EXCERPTED TEXT:
· · · · ·

# Bottom feeders acting strange.



## serpaekeeper45 (Apr 12, 2007)

Hey everyone.

I had a question regarding the bottom feeders in my 20 gallon long. I have 2 cory catfish snd 2 yoyo loaches. I have noticed that they like to swim around the tank and up and down the glass like they want to be everywhere at once. This behavior doent surprise me so much with the cories, but the loaches, because in the past they have always hid in the cave all day. I just noticed he has been on the computer side of the tank watching me type about him. Also when i woke up this morning i saw they were on the bed side of the tank watching me. Overall they seem happy. They are eating and doing evrything a normal loach would do, just swimming around in the light alot more. Theyre not swimming violently or anything, just taking a cruise around stopping here and there to check out a plant or fish along the way. I dont dislike this behavior or anything but seeing how much of a change this is from their prevoius behavior i want to know if i need to do something like lower the nitrates, or if my fish are just happy. 

Side notes: They were moved from a 29 gallon with pretty nasty water and not alot of hiding spots into a clean 20 gallon with 2 caves, a shelf and plants galore to hide in.


----------



## willow (Sep 9, 2006)

ello 
could be that they are happy enough with the clean water
and caves,that they will now venture out,mine go through
stages of being great at showing themselves,to not seeing
them very often,when i put them back in their new tank tomorrow
i won't see them for about a month,they don't like being caught
it really upsets them.


----------



## aunt kymmie (Jun 2, 2008)

I've had my seven yo-yos for awhile and they do exactly what your two are doing. Every single day they do this, they are the most active rambunctious group that sometimes I worry that they are annoying the rest of their tankmates. I'd say yours are quite happy. 

To repeat what Willow said...When I'm doing a water change it's as if I don't have one single loach in that tank. They hide so well it's scary. I don't know how I'd ever net them should I have to.
Once my hands are out of the tank they go back to their typical behavior.

· · · · ·

DATA SECTION:
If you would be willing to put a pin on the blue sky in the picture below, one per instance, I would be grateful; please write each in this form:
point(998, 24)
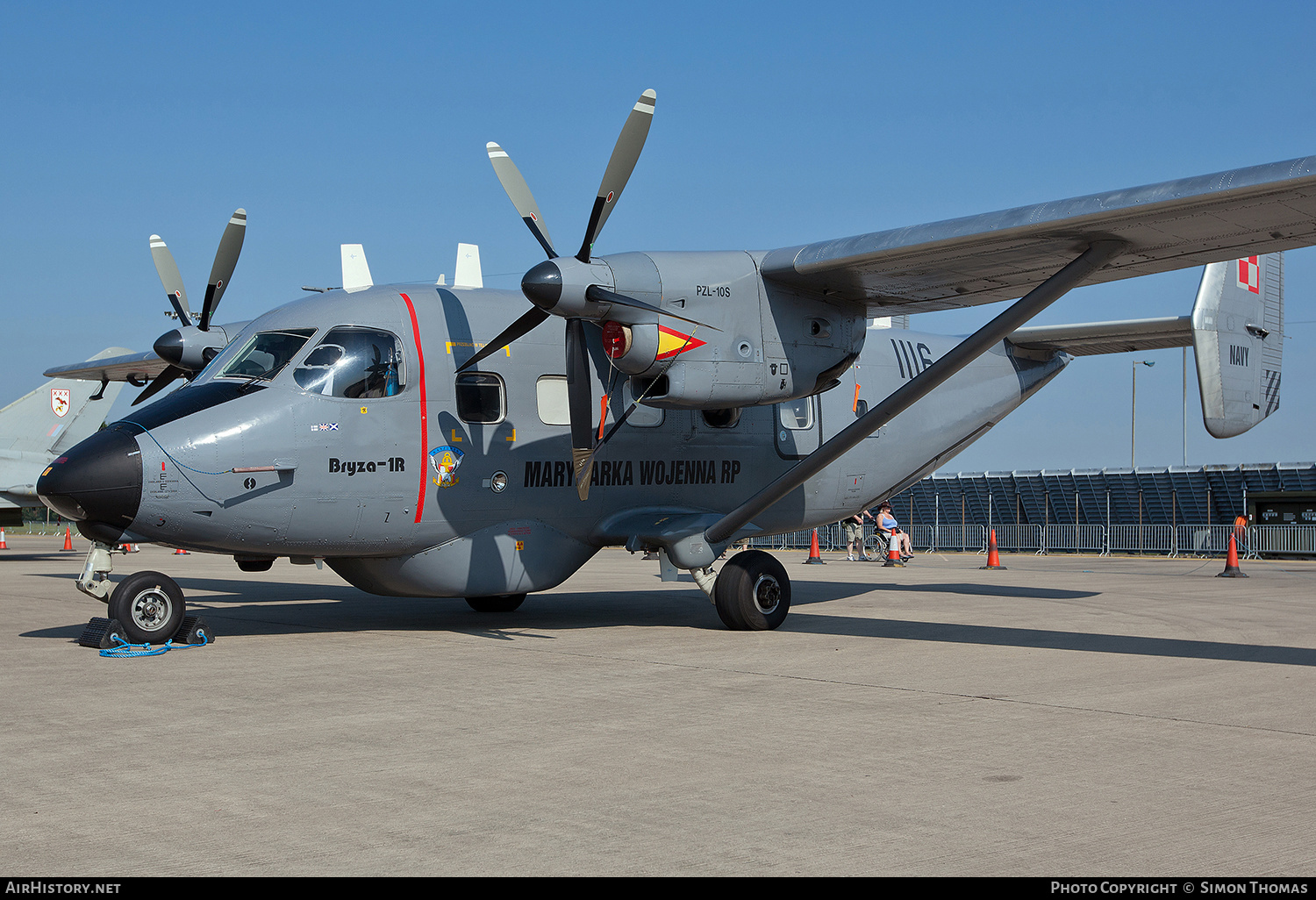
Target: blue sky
point(776, 124)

· · · · ·

PROBLEMS:
(1) From the thread on bottom feeders, translate this sentence into Spanish: "Once my hands are out of the tank they go back to their typical behavior."
(2) Answer these from the thread on bottom feeders:
(a) What size was the tank the fish were moved from?
(b) How many yo-yo loaches does aunt kymmie have?
(c) About how long does willow expect not to see her loaches after putting them in their new tank?
(3) Reproduce a passage from the thread on bottom feeders, beginning at the words "I've had my" and ending after "should I have to.".

ANSWER LIST:
(1) Una vez que mis manos están fuera del acuario, vuelven a su comportamiento típico.

(2)
(a) 29 gallons
(b) Seven
(c) About a month

(3)
I've had my seven yo-yos for awhile and they do exactly what your two are doing. Every single day they do this, they are the most active rambunctious group that sometimes I worry that they are annoying the rest of their tankmates. I'd say yours are quite happy. 

To repeat what Willow said...When I'm doing a water change it's as if I don't have one single loach in that tank. They hide so well it's scary. I don't know how I'd ever net them should I have to.